Outline records
↓↓↓
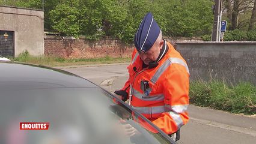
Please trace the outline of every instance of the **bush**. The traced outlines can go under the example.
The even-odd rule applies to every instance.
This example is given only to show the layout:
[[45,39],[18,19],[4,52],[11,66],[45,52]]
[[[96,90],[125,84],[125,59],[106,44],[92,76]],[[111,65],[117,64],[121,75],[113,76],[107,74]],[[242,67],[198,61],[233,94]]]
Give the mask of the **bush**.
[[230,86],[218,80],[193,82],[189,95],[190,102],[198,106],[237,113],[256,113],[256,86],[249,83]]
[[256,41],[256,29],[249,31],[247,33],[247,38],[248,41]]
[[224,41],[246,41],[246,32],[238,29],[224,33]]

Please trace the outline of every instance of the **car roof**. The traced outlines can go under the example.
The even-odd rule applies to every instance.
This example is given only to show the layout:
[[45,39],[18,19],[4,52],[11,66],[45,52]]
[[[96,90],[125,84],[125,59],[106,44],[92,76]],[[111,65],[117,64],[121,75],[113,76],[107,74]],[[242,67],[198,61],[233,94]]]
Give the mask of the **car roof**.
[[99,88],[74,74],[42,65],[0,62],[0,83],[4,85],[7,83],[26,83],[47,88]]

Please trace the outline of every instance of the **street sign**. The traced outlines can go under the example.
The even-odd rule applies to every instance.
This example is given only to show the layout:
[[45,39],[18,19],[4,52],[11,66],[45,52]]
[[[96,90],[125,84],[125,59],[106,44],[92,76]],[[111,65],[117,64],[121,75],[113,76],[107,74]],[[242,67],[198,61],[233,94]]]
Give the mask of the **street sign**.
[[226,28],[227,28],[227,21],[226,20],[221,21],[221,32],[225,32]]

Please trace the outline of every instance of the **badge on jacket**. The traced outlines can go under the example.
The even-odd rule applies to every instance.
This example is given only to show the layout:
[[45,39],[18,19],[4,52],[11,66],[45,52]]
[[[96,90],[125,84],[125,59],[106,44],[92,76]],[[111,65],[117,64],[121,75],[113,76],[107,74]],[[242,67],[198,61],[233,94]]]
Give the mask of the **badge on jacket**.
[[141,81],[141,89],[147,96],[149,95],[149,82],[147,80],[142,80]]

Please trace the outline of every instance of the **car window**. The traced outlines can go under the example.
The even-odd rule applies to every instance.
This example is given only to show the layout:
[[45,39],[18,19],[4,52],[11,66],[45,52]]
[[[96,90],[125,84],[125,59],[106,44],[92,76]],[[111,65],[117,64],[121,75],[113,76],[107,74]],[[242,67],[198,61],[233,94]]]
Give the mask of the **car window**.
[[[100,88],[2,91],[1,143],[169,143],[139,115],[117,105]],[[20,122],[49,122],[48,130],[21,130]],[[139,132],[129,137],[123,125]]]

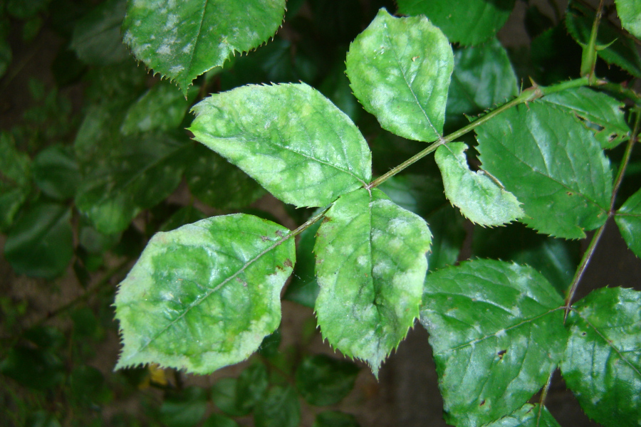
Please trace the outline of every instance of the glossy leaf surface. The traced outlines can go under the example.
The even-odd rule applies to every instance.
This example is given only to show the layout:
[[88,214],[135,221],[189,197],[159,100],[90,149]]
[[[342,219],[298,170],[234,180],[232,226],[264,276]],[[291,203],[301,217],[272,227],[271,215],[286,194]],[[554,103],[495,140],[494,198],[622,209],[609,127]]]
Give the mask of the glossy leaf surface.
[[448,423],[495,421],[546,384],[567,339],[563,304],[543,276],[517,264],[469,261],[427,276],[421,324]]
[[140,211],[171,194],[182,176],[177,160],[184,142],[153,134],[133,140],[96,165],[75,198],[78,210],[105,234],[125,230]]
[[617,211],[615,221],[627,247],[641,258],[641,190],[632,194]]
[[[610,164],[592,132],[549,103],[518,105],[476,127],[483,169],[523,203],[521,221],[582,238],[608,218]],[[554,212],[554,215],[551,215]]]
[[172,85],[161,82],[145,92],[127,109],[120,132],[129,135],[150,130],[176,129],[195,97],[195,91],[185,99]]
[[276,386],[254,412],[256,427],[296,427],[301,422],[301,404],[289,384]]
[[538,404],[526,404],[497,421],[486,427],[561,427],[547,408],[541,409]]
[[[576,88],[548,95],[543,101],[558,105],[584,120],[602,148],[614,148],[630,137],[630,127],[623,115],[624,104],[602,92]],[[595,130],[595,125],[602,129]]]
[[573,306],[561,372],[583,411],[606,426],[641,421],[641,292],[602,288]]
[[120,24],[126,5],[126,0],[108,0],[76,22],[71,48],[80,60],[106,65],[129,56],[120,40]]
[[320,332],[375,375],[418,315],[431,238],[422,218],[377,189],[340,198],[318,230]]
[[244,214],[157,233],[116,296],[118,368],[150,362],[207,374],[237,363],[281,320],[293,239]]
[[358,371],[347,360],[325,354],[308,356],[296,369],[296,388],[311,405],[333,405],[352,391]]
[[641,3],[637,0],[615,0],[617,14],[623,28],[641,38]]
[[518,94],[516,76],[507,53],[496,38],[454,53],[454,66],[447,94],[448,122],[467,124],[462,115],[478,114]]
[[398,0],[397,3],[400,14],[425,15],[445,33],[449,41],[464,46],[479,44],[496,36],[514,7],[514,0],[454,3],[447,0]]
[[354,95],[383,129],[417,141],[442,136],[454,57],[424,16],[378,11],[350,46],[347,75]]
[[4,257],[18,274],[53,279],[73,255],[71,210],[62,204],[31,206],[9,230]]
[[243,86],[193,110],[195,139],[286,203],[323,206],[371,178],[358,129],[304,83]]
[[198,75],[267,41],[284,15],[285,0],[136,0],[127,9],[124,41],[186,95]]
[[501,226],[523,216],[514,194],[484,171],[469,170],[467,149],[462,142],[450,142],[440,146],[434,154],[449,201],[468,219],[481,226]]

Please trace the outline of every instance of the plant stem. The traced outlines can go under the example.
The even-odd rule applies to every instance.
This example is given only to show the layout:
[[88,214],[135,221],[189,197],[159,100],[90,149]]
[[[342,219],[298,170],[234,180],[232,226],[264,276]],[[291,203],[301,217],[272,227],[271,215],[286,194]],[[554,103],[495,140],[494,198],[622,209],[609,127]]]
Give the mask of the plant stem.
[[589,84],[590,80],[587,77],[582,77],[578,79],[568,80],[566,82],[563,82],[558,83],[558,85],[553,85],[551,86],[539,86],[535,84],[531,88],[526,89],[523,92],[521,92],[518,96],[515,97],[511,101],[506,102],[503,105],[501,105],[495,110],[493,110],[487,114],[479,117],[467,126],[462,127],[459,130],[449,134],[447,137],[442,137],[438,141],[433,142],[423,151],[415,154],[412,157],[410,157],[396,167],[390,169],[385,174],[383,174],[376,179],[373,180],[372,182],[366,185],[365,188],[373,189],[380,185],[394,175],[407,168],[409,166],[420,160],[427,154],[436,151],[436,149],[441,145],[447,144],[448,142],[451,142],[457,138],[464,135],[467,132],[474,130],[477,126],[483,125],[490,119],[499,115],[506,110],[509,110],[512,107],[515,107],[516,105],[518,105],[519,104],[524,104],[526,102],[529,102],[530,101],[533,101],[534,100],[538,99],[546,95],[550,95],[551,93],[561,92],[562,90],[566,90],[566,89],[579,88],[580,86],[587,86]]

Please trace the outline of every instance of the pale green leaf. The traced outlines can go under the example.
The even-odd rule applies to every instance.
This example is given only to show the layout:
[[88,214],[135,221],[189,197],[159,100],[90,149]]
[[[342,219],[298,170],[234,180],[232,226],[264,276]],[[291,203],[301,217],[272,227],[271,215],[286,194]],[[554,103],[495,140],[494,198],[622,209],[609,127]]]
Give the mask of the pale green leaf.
↑↑↑
↓↓↓
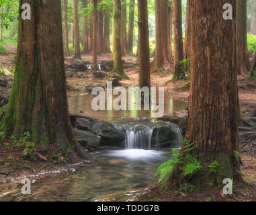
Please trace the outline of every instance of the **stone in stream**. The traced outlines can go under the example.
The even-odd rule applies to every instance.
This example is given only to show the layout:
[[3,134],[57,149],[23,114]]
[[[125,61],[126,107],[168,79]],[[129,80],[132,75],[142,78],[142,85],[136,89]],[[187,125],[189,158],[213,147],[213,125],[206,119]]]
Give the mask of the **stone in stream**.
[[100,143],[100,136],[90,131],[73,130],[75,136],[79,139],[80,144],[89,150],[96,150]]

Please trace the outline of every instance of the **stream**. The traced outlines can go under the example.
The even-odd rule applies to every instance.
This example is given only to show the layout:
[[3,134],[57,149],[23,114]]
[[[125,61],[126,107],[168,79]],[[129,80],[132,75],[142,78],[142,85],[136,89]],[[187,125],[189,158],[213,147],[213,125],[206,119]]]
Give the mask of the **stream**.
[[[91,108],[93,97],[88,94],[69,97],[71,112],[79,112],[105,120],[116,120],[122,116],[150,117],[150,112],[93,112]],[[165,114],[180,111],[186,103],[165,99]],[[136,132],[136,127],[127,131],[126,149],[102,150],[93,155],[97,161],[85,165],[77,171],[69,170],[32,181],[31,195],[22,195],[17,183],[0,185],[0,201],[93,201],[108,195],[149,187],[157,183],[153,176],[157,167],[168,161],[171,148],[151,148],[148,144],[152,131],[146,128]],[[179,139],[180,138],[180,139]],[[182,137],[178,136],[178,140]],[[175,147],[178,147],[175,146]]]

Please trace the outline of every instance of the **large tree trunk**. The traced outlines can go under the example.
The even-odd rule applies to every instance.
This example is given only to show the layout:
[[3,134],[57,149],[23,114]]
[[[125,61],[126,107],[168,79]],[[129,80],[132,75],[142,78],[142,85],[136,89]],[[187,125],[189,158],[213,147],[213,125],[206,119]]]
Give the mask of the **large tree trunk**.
↑↑↑
Aim:
Print the part of the listing that opens with the line containing "Please trace the outline of every instance of the **badge" and closes with the line containing "[[141,81],[141,89],[147,96],[149,95],[149,82],[147,80],[142,80]]", both of those lines included, with every line copied exactly.

Written response:
Please trace the outline of every instance of the **badge on jacket**. The traced outlines can go under the example.
The even-odd rule applies to every instance.
This example is given only to show the layout:
[[45,39],[18,19],[4,52],[11,66],[45,52]]
[[[96,90],[125,84],[125,59],[106,44],[92,76]],[[111,65],[117,64],[121,75],[113,76],[107,74]],[[242,67],[198,61],[233,94]]]
Give the mask of the **badge on jacket**.
[[141,81],[141,89],[147,96],[149,95],[149,82],[147,80],[142,80]]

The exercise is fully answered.